◆ PROBLEM STATEMENT
In the spring training piece below, what drew a swarm of bees onto the field?

◆ QUOTED TEXT
________

The fact of the matter is, I could be fighting a bad case of shingles, be soaking wet from a relentless monsoon, and be sitting next to the token drunk guy with sweaty chest hair puffing out of his wife beater, and I'd still be wearing that dumb-founded, sh*t-eating, Manny Ramirez-esque grin. And spring training? Good God, it's like throwing a dirty-stayout into a Viagra convention. (Insert your own "things are looking up" pun here.) Basically, spring training takes the game, extrapolates everything sublimely perfect about it, magnifies this by a million, and then makes it all accessible to me.

It's easy to forget why baseball has been dubbed the Great American Pasttime, but an exhibition game is baseball in a vacuum. The sport stripped of its political complications and peppered with endearing B-side stories. Spring Training is The Breakfast Club: all these different walks of life ignore that everything will go back to "normal" come opening day, and they just seem to enjoy themselves. And like The Breakfast Club, it makes for great viewing pleasure that doesn't require too much thinking.

In broader terms, it simply defies conventional odds. And I can't figure out why this is. It's like how tourists come to New York City and witness cupcake shops being held up by armed men wearing lampshades and diapers. Which prompts the ever-popular, ultimately hackneyed expression: "Only in New York, only in New York."  

Likewise, Spring Training is the Big Apple of Major League Baseball. Only in Spring Training will you see the most intimidating pitcher in the game throw a fastball that's interrupted by a bird on an obvious suicide mission. When else are you going to see a game called on the basis of a "Bee Delay"? Apparently one of the player's "Coconut Oil Conditioner" attracted a swarm of bees to the field. Imagine living that one down in the locker room.

________

◆ MATERIAL PROVIDED

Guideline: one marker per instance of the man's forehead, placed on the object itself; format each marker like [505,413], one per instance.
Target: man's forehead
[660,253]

________

◆ TASK OUTPUT
A player's "Coconut Oil Conditioner" drew the bees.